◆ **The request**:
Revise the entries starting at the line that contains "Practice step: put one dot on the boy's mouth" and ending at the end of the entries: replace "dot" with "mark" and leave everything else unchanged.

◆ **Data rows**:
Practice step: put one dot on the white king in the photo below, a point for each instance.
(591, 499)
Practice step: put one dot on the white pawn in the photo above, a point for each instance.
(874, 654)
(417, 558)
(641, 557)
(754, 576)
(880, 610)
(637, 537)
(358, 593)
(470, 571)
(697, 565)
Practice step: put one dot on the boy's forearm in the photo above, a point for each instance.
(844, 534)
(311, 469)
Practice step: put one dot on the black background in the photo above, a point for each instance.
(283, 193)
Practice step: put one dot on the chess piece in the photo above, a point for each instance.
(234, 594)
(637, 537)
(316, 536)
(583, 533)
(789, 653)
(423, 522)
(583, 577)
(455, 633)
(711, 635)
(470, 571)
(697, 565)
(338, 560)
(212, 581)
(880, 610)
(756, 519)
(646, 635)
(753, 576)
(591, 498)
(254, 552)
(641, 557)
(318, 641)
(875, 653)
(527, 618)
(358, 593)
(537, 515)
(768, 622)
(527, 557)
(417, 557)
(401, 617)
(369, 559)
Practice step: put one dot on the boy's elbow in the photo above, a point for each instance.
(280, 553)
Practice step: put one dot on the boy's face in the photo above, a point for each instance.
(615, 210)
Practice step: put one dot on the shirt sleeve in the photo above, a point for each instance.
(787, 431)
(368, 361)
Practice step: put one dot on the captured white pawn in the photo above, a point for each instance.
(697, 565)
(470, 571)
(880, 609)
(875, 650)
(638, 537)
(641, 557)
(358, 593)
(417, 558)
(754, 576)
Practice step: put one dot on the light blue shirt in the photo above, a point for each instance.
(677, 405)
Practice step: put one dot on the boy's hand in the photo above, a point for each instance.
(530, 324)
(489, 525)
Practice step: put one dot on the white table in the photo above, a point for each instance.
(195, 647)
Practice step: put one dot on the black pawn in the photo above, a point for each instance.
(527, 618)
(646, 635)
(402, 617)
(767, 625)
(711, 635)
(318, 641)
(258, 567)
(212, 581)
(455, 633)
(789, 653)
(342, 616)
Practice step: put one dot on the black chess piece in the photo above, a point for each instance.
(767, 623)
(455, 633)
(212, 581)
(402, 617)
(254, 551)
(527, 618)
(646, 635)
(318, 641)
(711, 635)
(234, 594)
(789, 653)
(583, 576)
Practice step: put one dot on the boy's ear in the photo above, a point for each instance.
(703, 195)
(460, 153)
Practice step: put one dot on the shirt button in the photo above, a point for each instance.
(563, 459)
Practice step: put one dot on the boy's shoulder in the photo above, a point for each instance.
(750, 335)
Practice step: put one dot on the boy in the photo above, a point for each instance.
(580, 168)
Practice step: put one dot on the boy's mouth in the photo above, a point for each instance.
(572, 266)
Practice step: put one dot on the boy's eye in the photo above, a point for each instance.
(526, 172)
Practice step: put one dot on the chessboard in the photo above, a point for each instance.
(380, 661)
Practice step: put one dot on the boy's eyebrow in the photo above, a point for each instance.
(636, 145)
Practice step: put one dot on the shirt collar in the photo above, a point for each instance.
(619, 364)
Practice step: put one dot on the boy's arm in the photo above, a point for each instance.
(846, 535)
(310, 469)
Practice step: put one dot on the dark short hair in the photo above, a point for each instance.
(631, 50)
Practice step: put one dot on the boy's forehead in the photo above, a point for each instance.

◆ **Correct output**:
Practice step: put one mark on the boy's mouth in the photo above, a point for each instance.
(572, 266)
Practice step: put one mark on the boy's eye in the photo above, a point for each instance.
(526, 172)
Practice step: put one mark on the chessboard in the photo above, a point for each instance.
(380, 661)
Practice step: put one mark on the boy's eyebrow in the photo above, a point for each instance.
(636, 145)
Practice step: put one mark on the shirt collar in the photo above, a point for each instance.
(619, 364)
Practice step: put one mark on the boy's arm in the photo above, a point for each instance.
(846, 535)
(310, 469)
Practice step: put one mark on the dark short hair in the photo above, a point for each instance.
(631, 50)
Practice step: put one mark on the boy's forehead in the photo above, a point for each instance.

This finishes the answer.